▶ _AIM OF THE EXERCISE_: For the records shown below, return an exact copy that excludes the pictures.

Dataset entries
◇ ◇ ◇ ◇
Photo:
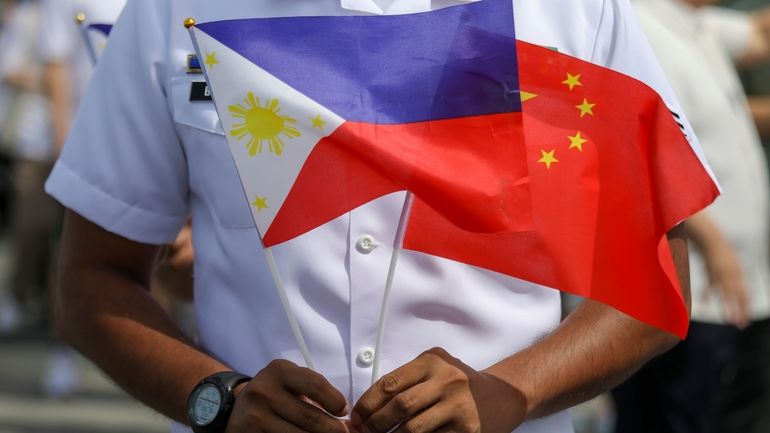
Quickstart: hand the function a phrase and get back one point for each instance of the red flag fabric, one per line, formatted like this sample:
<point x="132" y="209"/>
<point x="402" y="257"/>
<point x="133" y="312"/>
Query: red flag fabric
<point x="611" y="172"/>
◇ ◇ ◇ ◇
▶ _OUTPUT OF THE EXERCISE_:
Photo:
Quickstart: hand the function a phrase and get back one point for each instance of the red flag fabric, one per line, formatted like this sample:
<point x="132" y="209"/>
<point x="402" y="257"/>
<point x="133" y="312"/>
Query: red flag fabric
<point x="611" y="172"/>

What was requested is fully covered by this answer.